> TASK
The entries shown here must be retyped in full, with no pictures included.

(Beginning of SUPPLIED MATERIAL)

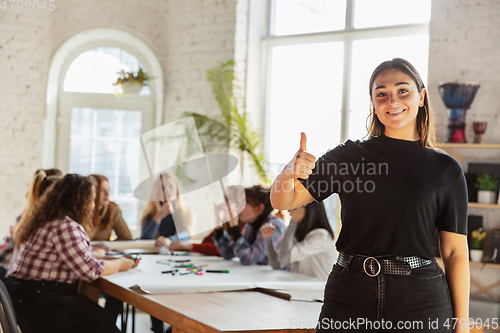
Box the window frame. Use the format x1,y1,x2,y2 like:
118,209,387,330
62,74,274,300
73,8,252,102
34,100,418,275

(End of SUPPLIED MATERIAL)

> PROBLEM SOLUTION
Box the window frame. Use the format x1,y1,x2,y2 like:
118,209,387,330
62,74,274,300
73,8,252,102
34,100,418,275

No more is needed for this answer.